## Work to complete
Return, exactly, the line that contains "negative clicks: (173, 201)" together with all lines after it to the end of the entries, and no further lines.

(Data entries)
*** Block opens ***

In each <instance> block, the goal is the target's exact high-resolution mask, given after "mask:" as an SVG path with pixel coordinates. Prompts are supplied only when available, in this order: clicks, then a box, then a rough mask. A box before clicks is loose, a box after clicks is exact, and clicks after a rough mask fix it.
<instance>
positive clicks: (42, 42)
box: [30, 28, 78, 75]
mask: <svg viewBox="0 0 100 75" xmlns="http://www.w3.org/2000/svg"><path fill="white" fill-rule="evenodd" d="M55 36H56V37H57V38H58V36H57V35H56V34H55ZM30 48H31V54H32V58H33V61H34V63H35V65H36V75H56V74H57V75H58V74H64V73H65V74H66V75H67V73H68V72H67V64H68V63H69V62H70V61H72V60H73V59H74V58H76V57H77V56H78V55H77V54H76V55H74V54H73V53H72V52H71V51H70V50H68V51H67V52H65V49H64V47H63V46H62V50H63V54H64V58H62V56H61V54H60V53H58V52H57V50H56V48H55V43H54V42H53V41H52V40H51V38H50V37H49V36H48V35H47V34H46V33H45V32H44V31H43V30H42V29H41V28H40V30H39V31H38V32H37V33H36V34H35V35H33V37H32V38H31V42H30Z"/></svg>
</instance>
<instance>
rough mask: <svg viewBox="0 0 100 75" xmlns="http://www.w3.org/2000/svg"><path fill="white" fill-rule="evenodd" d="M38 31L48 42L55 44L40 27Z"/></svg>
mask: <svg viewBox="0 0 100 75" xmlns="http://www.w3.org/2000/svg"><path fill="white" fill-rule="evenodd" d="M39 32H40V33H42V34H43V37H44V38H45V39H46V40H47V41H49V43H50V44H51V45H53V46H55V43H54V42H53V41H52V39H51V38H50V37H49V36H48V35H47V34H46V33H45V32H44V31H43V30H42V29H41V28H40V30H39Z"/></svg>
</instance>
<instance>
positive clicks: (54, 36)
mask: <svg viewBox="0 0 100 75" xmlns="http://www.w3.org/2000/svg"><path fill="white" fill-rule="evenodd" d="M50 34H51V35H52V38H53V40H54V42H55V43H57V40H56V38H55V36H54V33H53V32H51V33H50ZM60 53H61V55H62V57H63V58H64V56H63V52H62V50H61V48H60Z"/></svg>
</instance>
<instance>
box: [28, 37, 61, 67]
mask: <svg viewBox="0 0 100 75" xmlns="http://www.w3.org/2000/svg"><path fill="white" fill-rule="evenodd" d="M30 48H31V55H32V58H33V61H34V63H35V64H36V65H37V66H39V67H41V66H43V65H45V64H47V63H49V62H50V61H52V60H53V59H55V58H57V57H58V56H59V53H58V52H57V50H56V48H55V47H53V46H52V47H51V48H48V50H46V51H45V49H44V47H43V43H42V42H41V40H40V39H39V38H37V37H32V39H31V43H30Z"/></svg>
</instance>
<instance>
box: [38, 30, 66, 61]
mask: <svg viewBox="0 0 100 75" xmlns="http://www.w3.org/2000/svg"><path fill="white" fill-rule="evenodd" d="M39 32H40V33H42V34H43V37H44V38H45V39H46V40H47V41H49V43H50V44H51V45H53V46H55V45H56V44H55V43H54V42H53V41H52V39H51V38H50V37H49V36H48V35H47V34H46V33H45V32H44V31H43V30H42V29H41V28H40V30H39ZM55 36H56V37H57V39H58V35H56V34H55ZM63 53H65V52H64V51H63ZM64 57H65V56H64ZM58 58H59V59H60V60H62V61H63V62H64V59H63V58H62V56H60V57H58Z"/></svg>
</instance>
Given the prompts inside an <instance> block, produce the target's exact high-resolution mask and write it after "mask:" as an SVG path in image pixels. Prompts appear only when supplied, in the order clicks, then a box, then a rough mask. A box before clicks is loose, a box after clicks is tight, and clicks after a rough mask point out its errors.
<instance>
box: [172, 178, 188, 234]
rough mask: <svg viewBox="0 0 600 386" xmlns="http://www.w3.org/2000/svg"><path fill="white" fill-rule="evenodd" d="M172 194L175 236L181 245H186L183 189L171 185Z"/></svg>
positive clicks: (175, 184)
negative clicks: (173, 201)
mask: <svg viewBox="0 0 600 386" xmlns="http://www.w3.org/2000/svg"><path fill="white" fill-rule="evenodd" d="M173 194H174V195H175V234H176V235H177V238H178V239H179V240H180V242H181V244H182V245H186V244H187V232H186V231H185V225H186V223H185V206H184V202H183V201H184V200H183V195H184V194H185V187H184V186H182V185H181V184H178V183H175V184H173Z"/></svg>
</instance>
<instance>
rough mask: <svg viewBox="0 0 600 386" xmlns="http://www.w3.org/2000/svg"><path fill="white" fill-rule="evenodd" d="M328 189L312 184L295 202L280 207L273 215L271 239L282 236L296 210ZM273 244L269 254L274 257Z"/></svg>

*** Block closes ***

## Result of this exercise
negative clicks: (173, 201)
mask: <svg viewBox="0 0 600 386" xmlns="http://www.w3.org/2000/svg"><path fill="white" fill-rule="evenodd" d="M173 194H174V195H175V234H176V235H177V238H178V239H179V240H180V242H181V244H182V245H186V244H187V232H186V231H185V225H186V223H185V206H184V202H183V201H184V200H183V195H184V194H185V187H184V186H182V185H181V184H178V183H175V184H173Z"/></svg>
</instance>
<instance>
rough mask: <svg viewBox="0 0 600 386" xmlns="http://www.w3.org/2000/svg"><path fill="white" fill-rule="evenodd" d="M328 189L312 184L295 202L280 207L273 215L271 239L282 236L296 210ZM273 244L269 254L274 257Z"/></svg>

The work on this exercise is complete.